◆ OPDRACHT
Geef alsjeblieft uit de uitspraak hieronder woordelijk het stuk terug dat begint bij de woorden "Op 6 november" en stopt na de woorden "deze hadden opgezet.".

◆ DOCUMENTGEDEELTE

ECLI:NL:RBLIM:2023:6638

Rechtbank Limburg

Datum uitspraak
6 november 2023
Publicatiedatum
14 november 2023
Zaaknummer
03.041139.23
Instantie
Rechtbank Limburg
Type
Uitspraak
Rechtsgebied
Strafrecht
Procedures
  • Eerste aanleg - meervoudig
Rechters
Vindplaatsen
  • Rechtspraak.nl
AI samenvatting door LexboostAutomatisch gegenereerd

Medeplegen van het telen van hennepplanten in een woning

Op 6 november 2023 heeft de Rechtbank Limburg in Maastricht uitspraak gedaan in een strafzaak tegen een verdachte die beschuldigd werd van het medeplegen van het telen van 263 hennepplanten. De verdachte, geboren in 1964 en woonachtig in Bocholtz, werd bijgestaan door haar advocaat mr. R.W.P. Krijnen. De inhoudelijke behandeling van de zaak vond plaats op 23 oktober 2023, waarbij zowel de verdachte als haar raadsman aanwezig waren. De officier van justitie eiste bewezenverklaring van het primair ten laste gelegde feit, terwijl de verdediging betoogde dat de verdachte niet verantwoordelijk was voor de hennepkwekerij, maar dat onbekende derden deze hadden opgezet.

[Gegevens voor objectverankering in natuurlijke taal]
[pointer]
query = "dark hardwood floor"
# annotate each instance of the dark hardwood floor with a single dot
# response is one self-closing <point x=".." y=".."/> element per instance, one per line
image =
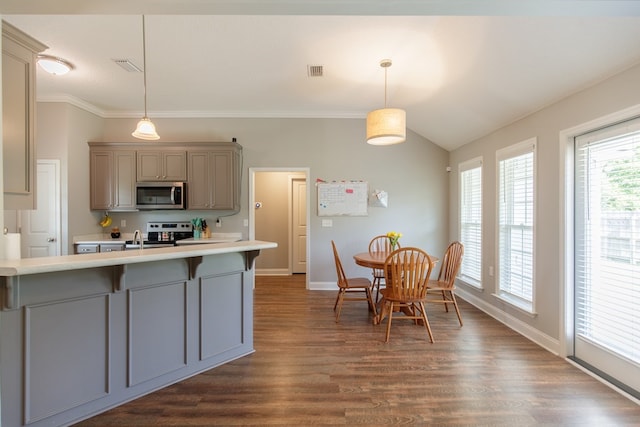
<point x="308" y="370"/>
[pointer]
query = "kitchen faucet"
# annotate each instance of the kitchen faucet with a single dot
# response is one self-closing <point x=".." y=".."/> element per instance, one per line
<point x="138" y="234"/>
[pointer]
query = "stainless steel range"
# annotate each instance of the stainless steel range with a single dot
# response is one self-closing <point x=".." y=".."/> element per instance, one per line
<point x="165" y="233"/>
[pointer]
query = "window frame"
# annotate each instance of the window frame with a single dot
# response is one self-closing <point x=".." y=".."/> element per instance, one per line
<point x="466" y="166"/>
<point x="528" y="146"/>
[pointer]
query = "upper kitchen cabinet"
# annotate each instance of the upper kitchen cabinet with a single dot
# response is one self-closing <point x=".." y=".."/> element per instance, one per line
<point x="162" y="165"/>
<point x="112" y="179"/>
<point x="19" y="54"/>
<point x="214" y="178"/>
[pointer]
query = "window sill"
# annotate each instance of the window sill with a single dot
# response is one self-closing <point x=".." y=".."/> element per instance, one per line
<point x="522" y="306"/>
<point x="471" y="283"/>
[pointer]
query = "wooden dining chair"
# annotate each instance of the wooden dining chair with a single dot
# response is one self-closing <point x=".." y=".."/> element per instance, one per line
<point x="379" y="244"/>
<point x="407" y="273"/>
<point x="445" y="284"/>
<point x="350" y="286"/>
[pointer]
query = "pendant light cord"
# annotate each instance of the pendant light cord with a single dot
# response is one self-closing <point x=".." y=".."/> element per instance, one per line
<point x="144" y="66"/>
<point x="385" y="86"/>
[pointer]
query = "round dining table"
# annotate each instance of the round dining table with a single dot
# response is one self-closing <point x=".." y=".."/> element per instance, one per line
<point x="377" y="259"/>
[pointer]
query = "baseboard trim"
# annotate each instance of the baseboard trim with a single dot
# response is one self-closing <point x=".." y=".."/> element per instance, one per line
<point x="543" y="340"/>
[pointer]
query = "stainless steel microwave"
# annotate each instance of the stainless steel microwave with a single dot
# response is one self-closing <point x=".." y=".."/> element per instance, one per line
<point x="161" y="195"/>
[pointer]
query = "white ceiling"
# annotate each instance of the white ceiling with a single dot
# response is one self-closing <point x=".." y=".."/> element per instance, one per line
<point x="458" y="76"/>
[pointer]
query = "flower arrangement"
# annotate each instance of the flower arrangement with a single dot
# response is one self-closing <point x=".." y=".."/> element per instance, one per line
<point x="393" y="238"/>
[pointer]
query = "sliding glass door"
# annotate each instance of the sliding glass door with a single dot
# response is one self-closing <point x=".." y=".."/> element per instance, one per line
<point x="607" y="253"/>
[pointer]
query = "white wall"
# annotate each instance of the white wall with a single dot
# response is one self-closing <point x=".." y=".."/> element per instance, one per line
<point x="614" y="94"/>
<point x="412" y="173"/>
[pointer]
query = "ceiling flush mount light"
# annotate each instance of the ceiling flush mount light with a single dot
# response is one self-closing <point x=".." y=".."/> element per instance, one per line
<point x="386" y="126"/>
<point x="53" y="65"/>
<point x="145" y="128"/>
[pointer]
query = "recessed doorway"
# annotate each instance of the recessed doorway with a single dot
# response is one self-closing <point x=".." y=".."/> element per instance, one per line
<point x="279" y="212"/>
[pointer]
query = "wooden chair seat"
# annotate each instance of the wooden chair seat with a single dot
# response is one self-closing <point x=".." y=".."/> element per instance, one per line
<point x="407" y="273"/>
<point x="380" y="244"/>
<point x="350" y="286"/>
<point x="444" y="286"/>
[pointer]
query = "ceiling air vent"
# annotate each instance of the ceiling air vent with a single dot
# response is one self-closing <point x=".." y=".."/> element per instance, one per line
<point x="315" y="70"/>
<point x="127" y="65"/>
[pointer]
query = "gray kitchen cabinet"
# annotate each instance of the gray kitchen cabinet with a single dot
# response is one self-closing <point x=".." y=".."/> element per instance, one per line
<point x="18" y="117"/>
<point x="214" y="178"/>
<point x="112" y="179"/>
<point x="161" y="165"/>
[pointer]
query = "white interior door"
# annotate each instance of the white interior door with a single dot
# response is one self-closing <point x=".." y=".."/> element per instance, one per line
<point x="40" y="228"/>
<point x="299" y="215"/>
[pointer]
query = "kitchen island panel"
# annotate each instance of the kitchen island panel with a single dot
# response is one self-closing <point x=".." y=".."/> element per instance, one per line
<point x="81" y="328"/>
<point x="222" y="314"/>
<point x="157" y="331"/>
<point x="67" y="350"/>
<point x="56" y="286"/>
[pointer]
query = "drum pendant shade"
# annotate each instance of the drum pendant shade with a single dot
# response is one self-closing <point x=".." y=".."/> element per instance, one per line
<point x="386" y="126"/>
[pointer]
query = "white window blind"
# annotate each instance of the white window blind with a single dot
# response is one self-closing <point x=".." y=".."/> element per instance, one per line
<point x="516" y="200"/>
<point x="471" y="221"/>
<point x="607" y="239"/>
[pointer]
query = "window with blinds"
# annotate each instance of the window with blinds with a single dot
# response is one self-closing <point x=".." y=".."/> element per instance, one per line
<point x="607" y="239"/>
<point x="471" y="221"/>
<point x="516" y="201"/>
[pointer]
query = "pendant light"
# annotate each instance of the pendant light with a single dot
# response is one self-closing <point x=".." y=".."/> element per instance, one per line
<point x="145" y="129"/>
<point x="386" y="126"/>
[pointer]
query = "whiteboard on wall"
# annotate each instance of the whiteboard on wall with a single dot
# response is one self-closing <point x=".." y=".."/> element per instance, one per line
<point x="342" y="198"/>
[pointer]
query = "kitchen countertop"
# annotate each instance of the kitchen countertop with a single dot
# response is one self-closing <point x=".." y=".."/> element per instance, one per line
<point x="101" y="239"/>
<point x="23" y="266"/>
<point x="214" y="238"/>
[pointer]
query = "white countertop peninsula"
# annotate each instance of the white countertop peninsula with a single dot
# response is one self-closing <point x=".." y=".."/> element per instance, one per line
<point x="85" y="333"/>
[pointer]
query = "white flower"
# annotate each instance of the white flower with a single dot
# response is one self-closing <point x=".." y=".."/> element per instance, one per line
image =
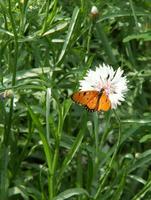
<point x="94" y="10"/>
<point x="104" y="77"/>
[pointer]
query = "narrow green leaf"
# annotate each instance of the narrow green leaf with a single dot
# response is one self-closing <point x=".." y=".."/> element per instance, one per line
<point x="47" y="149"/>
<point x="71" y="192"/>
<point x="69" y="34"/>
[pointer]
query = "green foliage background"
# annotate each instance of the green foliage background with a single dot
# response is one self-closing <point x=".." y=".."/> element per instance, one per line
<point x="51" y="148"/>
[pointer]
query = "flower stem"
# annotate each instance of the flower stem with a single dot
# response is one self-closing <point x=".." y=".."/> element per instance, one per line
<point x="108" y="168"/>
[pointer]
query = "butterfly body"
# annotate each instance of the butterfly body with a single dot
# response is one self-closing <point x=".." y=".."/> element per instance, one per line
<point x="93" y="100"/>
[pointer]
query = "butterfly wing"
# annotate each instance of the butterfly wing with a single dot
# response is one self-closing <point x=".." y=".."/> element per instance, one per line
<point x="92" y="100"/>
<point x="104" y="102"/>
<point x="89" y="99"/>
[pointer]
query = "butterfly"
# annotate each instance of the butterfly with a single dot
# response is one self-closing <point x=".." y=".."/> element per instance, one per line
<point x="92" y="100"/>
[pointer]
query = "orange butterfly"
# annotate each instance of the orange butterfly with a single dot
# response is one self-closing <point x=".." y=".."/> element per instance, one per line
<point x="92" y="100"/>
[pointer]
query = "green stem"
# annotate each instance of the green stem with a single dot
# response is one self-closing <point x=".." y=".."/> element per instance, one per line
<point x="108" y="169"/>
<point x="107" y="47"/>
<point x="9" y="123"/>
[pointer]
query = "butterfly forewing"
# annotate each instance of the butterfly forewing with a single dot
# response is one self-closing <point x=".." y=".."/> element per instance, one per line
<point x="104" y="103"/>
<point x="92" y="100"/>
<point x="83" y="97"/>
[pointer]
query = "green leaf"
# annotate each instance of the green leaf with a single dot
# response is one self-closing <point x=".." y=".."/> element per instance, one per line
<point x="69" y="34"/>
<point x="71" y="192"/>
<point x="141" y="36"/>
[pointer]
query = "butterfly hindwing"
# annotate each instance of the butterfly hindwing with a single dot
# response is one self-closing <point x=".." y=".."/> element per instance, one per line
<point x="92" y="100"/>
<point x="104" y="102"/>
<point x="83" y="97"/>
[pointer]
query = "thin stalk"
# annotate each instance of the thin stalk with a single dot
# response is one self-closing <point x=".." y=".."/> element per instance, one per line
<point x="108" y="169"/>
<point x="9" y="123"/>
<point x="134" y="15"/>
<point x="107" y="47"/>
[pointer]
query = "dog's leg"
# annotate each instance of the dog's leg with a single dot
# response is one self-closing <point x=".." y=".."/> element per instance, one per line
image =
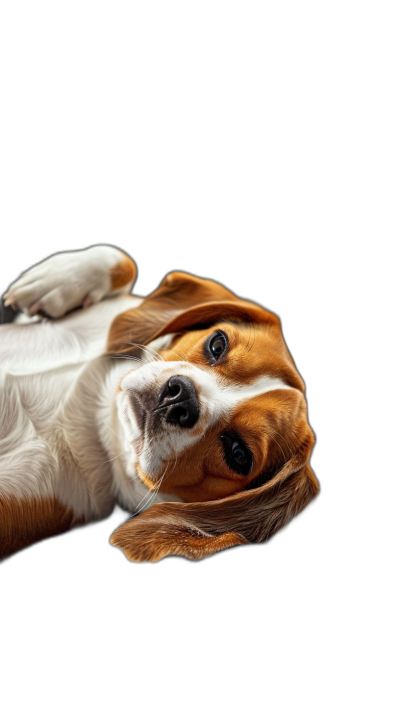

◆ UITVOER OPDRACHT
Op 6 november 2023 heeft de Rechtbank Limburg in Maastricht uitspraak gedaan in een strafzaak tegen een verdachte die beschuldigd werd van het medeplegen van het telen van 263 hennepplanten. De verdachte, geboren in 1964 en woonachtig in Bocholtz, werd bijgestaan door haar advocaat mr. R.W.P. Krijnen. De inhoudelijke behandeling van de zaak vond plaats op 23 oktober 2023, waarbij zowel de verdachte als haar raadsman aanwezig waren. De officier van justitie eiste bewezenverklaring van het primair ten laste gelegde feit, terwijl de verdediging betoogde dat de verdachte niet verantwoordelijk was voor de hennepkwekerij, maar dat onbekende derden deze hadden opgezet.